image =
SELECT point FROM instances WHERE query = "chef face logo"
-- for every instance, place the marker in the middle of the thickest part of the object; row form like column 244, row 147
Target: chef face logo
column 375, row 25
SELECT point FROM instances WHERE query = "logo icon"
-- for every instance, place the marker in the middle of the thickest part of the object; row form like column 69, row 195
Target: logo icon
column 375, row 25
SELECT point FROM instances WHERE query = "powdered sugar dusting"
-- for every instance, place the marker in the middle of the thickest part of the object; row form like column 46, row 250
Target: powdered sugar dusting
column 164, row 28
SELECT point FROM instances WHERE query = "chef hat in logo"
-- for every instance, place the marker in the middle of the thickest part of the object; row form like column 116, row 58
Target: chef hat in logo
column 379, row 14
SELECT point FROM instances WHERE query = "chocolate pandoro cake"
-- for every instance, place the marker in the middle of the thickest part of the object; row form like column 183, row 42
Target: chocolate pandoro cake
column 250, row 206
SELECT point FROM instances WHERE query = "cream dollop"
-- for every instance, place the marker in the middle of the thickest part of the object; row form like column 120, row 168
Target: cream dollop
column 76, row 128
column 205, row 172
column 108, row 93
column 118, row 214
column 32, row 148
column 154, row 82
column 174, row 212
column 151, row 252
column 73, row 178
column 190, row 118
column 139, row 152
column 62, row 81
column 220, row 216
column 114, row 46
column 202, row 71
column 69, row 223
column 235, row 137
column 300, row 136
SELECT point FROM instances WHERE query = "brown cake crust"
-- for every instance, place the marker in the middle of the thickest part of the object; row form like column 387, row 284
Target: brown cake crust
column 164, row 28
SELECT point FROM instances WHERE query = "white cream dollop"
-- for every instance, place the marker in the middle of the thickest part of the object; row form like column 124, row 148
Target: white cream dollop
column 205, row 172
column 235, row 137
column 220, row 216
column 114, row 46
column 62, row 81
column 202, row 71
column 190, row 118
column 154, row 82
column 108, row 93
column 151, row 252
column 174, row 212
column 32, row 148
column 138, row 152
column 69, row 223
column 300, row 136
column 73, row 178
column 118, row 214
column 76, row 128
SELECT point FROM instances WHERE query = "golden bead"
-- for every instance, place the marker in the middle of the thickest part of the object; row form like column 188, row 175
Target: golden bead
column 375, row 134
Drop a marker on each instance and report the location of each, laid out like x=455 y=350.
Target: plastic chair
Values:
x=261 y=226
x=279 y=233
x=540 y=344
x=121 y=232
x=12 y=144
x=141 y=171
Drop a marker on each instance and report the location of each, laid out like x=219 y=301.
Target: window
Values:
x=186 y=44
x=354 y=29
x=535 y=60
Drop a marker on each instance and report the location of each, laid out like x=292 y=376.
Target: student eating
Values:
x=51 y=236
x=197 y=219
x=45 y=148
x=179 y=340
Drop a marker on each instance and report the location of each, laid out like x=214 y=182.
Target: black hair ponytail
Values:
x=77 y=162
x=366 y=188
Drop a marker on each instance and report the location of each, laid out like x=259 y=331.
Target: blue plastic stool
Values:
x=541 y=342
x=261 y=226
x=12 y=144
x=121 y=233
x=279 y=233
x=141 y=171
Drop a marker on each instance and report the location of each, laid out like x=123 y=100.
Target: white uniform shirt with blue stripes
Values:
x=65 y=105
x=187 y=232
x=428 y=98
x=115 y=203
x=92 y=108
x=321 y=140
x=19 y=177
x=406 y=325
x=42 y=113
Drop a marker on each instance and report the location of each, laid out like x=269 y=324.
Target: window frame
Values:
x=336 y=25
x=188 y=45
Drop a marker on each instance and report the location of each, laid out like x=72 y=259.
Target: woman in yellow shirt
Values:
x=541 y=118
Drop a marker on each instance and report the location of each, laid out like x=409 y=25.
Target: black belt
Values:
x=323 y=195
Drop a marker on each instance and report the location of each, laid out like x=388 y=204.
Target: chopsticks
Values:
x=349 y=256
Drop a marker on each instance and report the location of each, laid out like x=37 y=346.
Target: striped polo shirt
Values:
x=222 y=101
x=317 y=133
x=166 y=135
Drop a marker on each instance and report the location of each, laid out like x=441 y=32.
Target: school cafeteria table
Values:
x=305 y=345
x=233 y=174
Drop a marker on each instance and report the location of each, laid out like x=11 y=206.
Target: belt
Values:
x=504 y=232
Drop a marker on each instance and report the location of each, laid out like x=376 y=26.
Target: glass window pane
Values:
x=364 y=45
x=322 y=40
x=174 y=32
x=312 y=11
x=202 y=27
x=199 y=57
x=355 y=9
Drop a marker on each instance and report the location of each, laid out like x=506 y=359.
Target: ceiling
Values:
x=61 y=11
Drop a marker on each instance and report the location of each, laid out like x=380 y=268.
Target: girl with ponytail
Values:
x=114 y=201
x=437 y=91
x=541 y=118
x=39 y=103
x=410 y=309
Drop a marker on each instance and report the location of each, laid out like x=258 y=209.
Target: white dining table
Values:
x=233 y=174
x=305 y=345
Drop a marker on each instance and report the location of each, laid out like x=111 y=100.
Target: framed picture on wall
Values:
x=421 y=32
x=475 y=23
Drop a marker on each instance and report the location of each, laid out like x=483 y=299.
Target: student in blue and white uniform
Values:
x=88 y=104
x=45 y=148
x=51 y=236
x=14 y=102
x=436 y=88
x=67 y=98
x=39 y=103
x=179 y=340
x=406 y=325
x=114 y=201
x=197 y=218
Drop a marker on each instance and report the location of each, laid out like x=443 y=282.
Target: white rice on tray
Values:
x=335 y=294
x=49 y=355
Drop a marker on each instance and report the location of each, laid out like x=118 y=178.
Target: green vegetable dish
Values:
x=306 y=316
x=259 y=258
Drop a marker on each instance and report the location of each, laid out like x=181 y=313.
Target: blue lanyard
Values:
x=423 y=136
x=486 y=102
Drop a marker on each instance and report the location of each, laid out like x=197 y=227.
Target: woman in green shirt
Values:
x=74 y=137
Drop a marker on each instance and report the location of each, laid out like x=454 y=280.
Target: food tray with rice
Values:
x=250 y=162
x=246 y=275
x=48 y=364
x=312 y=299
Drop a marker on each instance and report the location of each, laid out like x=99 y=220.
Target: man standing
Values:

• • •

Copy every line from the records above that contains the word "plastic".

◆ **Response for this exercise**:
Target: plastic chair
Target: blue plastic stool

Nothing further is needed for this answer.